NASA’s Juno mission, led by an SwRI scientist, recently provided the first resolved subsurface measurements of the ice-encased Jovian moon Europa. This cutaway illustration shows an 18-mile-thick shell with a shallow layer containing small imperfections — cracks, pores and voids. The icy moon is thought to harbor a vast ocean beneath its icy exterior that could contain the ingredients for life.
Image Credit: NASA/JPL-Caltech/SwRI/K. Kuramura
Scientific Frontline: "At a Glance" Summary
- Main Discovery: Data from NASA’s Juno spacecraft reveals that the rigid, conductive outer ice shell of Jupiter’s moon Europa is approximately 29 kilometers thick.
- Methodology: Researchers utilized the Microwave Radiometer (MWR) instrument aboard Juno to measure thermal emissions and probe the ice shell at varying depths during a close flyby in September 2022.
- Key Data: The estimated thickness of the conductive ice layer is 29 ± 10 kilometers, though this figure could be reduced by approximately 5 kilometers if the ice contains significant salt levels.
- Significance: A shell of this thickness creates a substantial barrier to the transport of oxidants and nutrients from the surface to the subsurface ocean, potentially limiting the moon's habitability.
- Future Application: These findings characterize the ice shell properties to refine observation strategies for the upcoming Europa Clipper mission, particularly for calibrating its ice-penetrating radar.
- Branch of Science: Planetary Science and Astrobiology.
- Additional Detail: The MWR instrument detected shallow structural irregularities such as cracks and voids within the top hundreds of meters, but these features likely do not extend deep enough to serve as conduits for material exchange.Scientific Frontline: "At a Glance" Summary
Data from NASA’s Juno mission has provided new insights into the thickness and subsurface structure of the icy shell encasing a subsurface liquid ocean within Jupiter’s moon Europa. Using the spacecraft’s Microwave Radiometer (MWR), mission scientists determined that the shell averages about 18 miles (29 kilometers) thick in the region observed during Juno’s 2022 flyby of Europa.
The thick shell suggested by the MWR data implies a longer route that oxygen and nutrients would have to travel to connect Europa’s surface with its subsurface ocean. Understanding this process may be relevant to future studies into Europa’s habitability.

⁂

= TASK INSTRUCTIONS =
(1) Do these statements agree with the article on Europa's ice shell? Answer yes or no for each and quote the words of the article that decide it.
(a) Juno made its close flyby of Europa in September 2022.
(b) Significant salt in the ice could raise the thickness estimate by about 5 kilometers.
(c) The shallow cracks and voids likely reach deep enough to carry material between the surface and the ocean.
(2) In the article on Europa's ice shell, which instrument aboard Juno did the researchers use to probe the shell?
(3) Can you carry the article on Europa's ice shell forward from its final sentence?

(Saved data entries)
⁂

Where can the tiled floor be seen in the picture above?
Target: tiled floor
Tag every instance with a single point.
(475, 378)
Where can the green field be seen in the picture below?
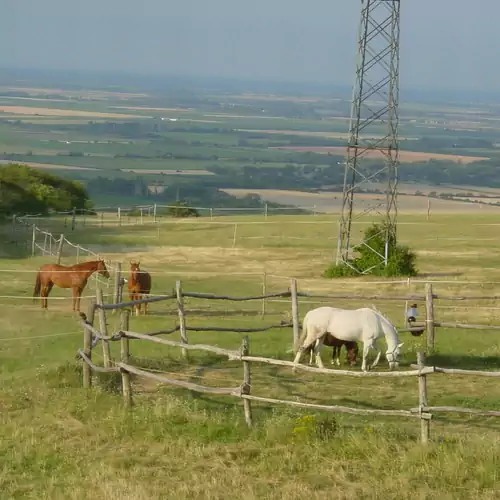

⁂

= ANSWERS PER TASK =
(1)
(a) Yes: "during a close flyby in September 2022."
(b) No: "this figure could be reduced by approximately 5 kilometers if the ice contains significant salt levels."
(c) No: "these features likely do not extend deep enough to serve as conduits for material exchange."

(2) The Microwave Radiometer (MWR).

(3)
"The thickness of Europa’s icy shell and the existence of cracks or pores within the ice shell are two crucial pieces of the puzzle for understanding Europa’s potential habitability,” said Scott Bolton, principal investigator of Juno from Southwest Research Institute. “They provide critical new information relevant to the further study of Europa by NASA’s Europa Clipper and the European Space Agency’s Juice (Jupiter Icy Moons Explorer) — both on their way to the Jovian system.”
The new constraints on the ice thickness in the near-surface icy crust were published in the journal Nature Astronomy. Previous models have suggested the ice shell could be less than half a mile to as many as tens of miles thick.
Slightly smaller than Earth’s moon, Europa is one of the solar system’s highest-priority science targets for investigating habitability. Evidence suggests that the ingredients for life may exist in a vast saltwater ocean believed to exist beneath its ice shell. Juno’s determination of the ice shell thickness and the subsurface characteristics provides fundamental new constraints for understanding the moon’s structure, and internal processes and potential habitability.
Catching waves
The MWR instrument was invented and designed by SwRI’s Bolton to investigate Jupiter’s atmosphere below the cloud tops. The novel instrument has also proven invaluable for studying Jupiter’s ice-covered and volcanic moons as well.
On Sept. 29, 2022, Juno came within about 220 miles (360 kilometers) of Europa’s frozen surface. During the flyby, MWR collected data on about half the moon’s surface, peering beneath the ice to measure its temperatures at various depths.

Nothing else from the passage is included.